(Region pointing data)
=====

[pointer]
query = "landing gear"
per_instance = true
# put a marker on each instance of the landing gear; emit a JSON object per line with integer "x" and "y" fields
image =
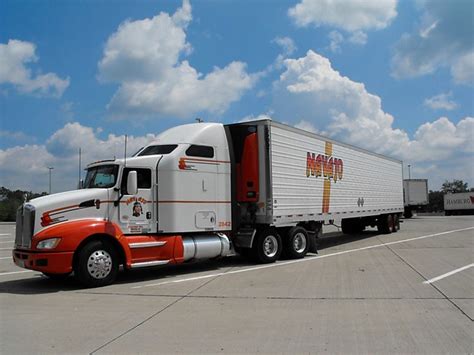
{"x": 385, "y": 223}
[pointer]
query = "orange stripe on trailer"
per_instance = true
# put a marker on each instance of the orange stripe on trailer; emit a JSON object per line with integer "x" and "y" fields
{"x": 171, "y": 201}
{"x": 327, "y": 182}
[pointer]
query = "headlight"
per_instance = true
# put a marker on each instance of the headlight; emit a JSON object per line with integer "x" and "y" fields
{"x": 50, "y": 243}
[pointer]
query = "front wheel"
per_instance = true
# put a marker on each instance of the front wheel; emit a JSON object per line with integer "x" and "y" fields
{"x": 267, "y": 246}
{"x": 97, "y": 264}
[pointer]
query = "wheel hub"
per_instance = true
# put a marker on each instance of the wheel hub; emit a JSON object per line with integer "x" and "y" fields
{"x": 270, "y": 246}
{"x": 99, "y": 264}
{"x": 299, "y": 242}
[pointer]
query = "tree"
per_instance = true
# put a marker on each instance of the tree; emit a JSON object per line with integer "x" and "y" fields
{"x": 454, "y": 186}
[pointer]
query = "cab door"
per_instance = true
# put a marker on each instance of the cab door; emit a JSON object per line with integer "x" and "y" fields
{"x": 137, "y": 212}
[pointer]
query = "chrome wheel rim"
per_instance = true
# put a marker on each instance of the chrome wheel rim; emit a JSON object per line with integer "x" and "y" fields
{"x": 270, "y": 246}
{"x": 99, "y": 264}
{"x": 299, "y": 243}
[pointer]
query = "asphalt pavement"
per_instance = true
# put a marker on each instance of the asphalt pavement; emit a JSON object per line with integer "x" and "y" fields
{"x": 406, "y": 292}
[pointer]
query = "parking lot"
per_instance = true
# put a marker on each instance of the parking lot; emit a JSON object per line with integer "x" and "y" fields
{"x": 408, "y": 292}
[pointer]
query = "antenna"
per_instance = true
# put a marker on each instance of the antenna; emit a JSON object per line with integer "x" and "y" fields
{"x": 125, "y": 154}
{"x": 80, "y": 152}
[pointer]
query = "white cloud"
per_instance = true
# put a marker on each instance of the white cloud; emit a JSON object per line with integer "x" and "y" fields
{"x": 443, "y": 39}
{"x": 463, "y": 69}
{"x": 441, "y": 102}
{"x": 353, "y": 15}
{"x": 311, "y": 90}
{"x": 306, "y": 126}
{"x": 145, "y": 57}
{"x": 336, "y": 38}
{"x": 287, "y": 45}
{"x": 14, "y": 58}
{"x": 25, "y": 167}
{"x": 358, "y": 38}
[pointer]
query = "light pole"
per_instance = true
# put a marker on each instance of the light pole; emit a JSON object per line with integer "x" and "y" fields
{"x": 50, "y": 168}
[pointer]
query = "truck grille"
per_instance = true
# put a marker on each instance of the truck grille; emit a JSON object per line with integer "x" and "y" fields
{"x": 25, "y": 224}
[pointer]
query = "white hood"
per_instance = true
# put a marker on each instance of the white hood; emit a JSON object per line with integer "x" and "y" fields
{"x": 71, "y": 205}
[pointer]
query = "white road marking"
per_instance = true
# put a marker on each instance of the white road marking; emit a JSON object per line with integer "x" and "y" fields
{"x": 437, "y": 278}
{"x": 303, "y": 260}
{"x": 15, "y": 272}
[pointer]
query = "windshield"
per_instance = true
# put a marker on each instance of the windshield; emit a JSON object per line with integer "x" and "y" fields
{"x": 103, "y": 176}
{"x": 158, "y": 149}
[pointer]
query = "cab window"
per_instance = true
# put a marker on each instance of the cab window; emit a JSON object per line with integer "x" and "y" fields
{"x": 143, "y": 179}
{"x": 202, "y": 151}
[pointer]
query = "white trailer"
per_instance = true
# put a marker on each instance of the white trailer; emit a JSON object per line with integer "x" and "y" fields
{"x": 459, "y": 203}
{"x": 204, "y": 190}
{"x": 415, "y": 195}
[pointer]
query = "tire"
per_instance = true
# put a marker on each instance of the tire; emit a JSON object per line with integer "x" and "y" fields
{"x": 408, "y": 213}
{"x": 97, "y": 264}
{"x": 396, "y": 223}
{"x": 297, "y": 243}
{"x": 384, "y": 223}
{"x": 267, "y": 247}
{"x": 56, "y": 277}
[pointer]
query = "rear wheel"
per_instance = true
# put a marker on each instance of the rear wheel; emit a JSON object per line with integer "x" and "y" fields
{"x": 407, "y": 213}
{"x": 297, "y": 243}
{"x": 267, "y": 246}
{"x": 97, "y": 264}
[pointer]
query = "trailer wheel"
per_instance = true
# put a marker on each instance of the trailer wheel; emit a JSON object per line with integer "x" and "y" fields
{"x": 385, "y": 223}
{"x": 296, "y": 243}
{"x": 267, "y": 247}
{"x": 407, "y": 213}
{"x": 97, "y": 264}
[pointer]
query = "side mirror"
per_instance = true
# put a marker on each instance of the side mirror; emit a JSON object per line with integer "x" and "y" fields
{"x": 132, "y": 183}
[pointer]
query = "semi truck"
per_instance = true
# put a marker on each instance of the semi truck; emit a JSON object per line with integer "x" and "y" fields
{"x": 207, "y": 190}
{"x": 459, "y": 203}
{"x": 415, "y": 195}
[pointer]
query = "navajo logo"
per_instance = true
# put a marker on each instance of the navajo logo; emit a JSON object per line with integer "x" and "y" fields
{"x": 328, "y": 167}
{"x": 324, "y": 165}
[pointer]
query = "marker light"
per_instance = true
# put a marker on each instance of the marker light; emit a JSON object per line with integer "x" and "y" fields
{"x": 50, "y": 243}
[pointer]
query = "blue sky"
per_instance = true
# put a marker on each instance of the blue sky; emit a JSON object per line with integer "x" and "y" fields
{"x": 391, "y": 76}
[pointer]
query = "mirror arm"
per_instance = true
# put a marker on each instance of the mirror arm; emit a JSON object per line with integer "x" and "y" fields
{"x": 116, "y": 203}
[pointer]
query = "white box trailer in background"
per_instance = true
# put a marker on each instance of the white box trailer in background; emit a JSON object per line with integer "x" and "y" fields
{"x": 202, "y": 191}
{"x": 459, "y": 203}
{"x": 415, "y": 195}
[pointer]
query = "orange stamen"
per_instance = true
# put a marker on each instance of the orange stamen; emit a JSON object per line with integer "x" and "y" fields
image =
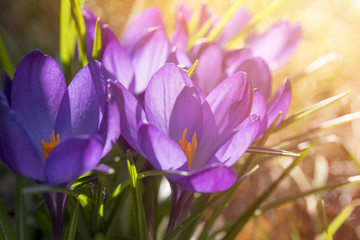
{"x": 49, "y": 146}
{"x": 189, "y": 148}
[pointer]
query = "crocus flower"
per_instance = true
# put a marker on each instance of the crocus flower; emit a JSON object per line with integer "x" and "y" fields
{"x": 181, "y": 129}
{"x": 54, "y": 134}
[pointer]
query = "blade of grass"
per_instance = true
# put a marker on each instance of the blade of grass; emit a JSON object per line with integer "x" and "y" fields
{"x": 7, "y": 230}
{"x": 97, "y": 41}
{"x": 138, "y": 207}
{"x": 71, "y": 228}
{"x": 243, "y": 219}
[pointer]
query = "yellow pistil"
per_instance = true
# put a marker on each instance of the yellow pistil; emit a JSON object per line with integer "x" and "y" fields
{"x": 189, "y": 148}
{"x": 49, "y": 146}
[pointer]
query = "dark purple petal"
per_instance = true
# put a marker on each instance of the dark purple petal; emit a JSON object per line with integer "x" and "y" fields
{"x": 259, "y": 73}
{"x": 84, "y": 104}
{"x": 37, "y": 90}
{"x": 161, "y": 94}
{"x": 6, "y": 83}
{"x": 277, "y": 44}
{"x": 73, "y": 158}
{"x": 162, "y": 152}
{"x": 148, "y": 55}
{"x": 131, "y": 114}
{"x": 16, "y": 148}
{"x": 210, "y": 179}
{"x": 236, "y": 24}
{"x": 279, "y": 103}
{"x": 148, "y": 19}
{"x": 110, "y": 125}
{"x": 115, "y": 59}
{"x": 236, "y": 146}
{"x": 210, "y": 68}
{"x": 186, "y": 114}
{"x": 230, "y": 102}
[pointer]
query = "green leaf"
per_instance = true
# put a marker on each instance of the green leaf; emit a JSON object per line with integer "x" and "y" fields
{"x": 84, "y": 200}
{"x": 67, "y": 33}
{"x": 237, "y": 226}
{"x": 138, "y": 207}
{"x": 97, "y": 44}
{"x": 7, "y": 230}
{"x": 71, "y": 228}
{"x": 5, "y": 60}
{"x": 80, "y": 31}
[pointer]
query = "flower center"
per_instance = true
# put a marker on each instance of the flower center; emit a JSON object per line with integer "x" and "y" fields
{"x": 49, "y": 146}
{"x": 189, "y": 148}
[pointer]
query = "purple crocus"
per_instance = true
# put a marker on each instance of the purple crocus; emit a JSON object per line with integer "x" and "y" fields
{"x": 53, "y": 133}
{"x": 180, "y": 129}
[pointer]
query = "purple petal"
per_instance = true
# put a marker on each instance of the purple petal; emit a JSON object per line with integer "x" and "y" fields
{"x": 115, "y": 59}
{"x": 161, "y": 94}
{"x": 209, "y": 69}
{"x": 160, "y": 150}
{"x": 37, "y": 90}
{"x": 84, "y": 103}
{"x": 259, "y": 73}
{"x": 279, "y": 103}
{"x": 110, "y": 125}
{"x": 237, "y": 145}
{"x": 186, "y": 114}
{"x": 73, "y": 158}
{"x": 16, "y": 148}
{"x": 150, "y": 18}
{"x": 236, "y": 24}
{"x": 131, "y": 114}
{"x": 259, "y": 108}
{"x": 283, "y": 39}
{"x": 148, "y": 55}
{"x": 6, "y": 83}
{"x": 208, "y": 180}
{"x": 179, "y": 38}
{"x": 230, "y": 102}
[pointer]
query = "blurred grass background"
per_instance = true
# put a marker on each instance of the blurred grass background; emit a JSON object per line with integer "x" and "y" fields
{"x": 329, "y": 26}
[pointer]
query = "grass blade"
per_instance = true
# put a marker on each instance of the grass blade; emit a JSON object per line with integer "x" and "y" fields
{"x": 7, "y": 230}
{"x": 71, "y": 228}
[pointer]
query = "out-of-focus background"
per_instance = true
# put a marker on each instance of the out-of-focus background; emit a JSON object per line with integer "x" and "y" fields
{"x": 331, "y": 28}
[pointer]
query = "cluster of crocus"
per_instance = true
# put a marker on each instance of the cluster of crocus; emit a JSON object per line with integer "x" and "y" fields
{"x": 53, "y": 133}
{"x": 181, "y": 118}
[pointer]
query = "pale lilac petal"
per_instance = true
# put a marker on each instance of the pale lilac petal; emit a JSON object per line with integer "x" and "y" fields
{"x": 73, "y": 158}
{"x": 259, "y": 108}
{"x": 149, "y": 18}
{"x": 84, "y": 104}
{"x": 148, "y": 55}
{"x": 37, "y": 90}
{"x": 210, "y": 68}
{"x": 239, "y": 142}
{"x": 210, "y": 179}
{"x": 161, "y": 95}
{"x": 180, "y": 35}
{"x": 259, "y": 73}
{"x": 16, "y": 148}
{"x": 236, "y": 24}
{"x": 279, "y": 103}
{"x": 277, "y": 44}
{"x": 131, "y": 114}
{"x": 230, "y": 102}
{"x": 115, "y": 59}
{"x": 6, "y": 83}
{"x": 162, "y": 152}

=====

__Exercise prompt__
Go through the data above and copy each line that holds the word "landing".

__Written answer__
query = "landing gear"
# put a marker on each instance of the landing gear; emit a JSON object per line with integer "x" and "y" fields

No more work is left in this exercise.